# Bama in Tiger Territory



## Polaris425 (Dec 16, 2004)

*NO TRASH TALK!!!!!!!!!!!!!!!!!!!!!!!!!! OR I'll lock this bia faster than masher can say Let Her Eat*!



So, we're coming down there this weekend. What ya'll thinking down there? Ya'll have home field advantage obviously but..... I still think we are a good on-the-road team this year like last, if everyone will play like they want it, and not go out there and piddle around like they did the SC game. I know ya'll arnt going to make it easy though, I look for it to be a very close game score wise. If we win, I bet it wont be by more than ~1 Touchdown or so...

PS. Eat a corn dog for me... :rockn:


----------



## wildchild405 (Apr 21, 2009)

Should be a good game!!


----------



## gpinjason (Nov 10, 2009)

No trash talk? that's no fun.. LOL I'm rootin for the Tigers, but the way it's been going, I don't know... I will actually be over there this weekend... wish I could go to the game while I was there... 

Geaux Tigers!!


----------



## csmith (Apr 26, 2010)

I'll be there. If our defense has any pride left after the Auburn game, they will win this game for us. The offensive and coaching edge go to Bama.


----------



## Eight (Mar 24, 2010)

I was down there about 3 weeks or so ago. Should be a good game. Everybody down there was drunker than at mud nats.


----------



## csmith (Apr 26, 2010)

its what we do...I just hope I'm sober enough to go ride Sunday


----------



## bruteforce504 (Feb 10, 2010)

I think that it will be a very good game. Should be defensive battle like the auburn game. But there is one HUGE edge that alabame will have over LSU, and that is they don't have Jordan Jefferson as their QB. dude is garbage and will never win a big game as long as he is in the game and les miles is on the sideline. I HOPE LSU will win and it should be a close one, but I think bama will have the edge. 

Just depends on who shows up to play and who doesn't.


----------



## Eight (Mar 24, 2010)

Yep, Jordan Jefferson sucks big time. Out of all the people that LSU could have recruited, why did they get him. I hope LSU wins, but have a feeling bama is going to.


----------



## csmith (Apr 26, 2010)

* [Items]:
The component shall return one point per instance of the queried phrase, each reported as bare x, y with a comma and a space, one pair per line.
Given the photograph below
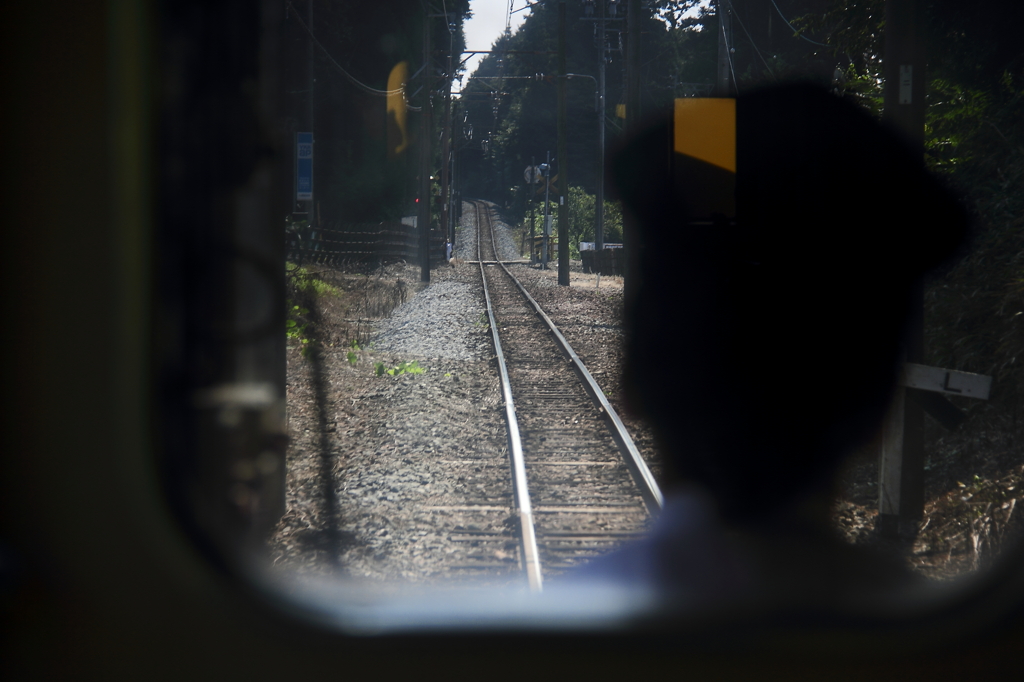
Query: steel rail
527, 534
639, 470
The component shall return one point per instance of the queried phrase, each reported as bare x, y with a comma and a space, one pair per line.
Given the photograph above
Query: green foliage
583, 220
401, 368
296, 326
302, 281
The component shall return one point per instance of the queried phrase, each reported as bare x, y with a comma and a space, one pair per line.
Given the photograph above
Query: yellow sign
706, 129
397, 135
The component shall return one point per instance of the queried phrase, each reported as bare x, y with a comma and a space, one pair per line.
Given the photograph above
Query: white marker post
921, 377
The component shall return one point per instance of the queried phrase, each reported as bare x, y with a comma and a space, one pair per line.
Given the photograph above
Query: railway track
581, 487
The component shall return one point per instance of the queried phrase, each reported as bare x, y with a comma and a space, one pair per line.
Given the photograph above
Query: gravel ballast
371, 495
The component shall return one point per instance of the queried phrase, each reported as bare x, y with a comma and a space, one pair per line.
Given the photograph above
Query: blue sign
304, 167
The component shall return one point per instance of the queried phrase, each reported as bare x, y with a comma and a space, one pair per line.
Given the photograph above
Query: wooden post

* [Your task]: Resume the forum thread about the Alabama and LSU game from the point where it ends.

* [Answer to this problem]:
I'm not defending Jefferson at all, but I think he got thrown into a toug situation before he was ready. Before Perilleaux got in trouble with the law and got kicked off team, we had a 2 year quarterback system. Each guy sat 2 years and learned, then played two years. Perilleaux screwed that up and caused Jefferson to get thrown into the ring early. A coach like Saban can work with a situation like this but I don't think Miles has.


----------



## RDs Neighbor (Jun 24, 2009)

csmith said:


> I'm not defending Jefferson at all, but I think he got thrown into a toug situation before he was ready. Before Perilleaux got in trouble with the law and got kicked off team, we had a 2 year quarterback system. Each guy sat 2 years and learned, then played two years. Perilleaux screwed that up and caused Jefferson to get thrown into the ring early. A coach like Saban can work with a situation like this but I don't think Miles has.


Well said.


----------



## monsterbrute750 (Apr 13, 2010)

How can you start a football thread and have no trash talk ?


----------



## bruteforce504 (Feb 10, 2010)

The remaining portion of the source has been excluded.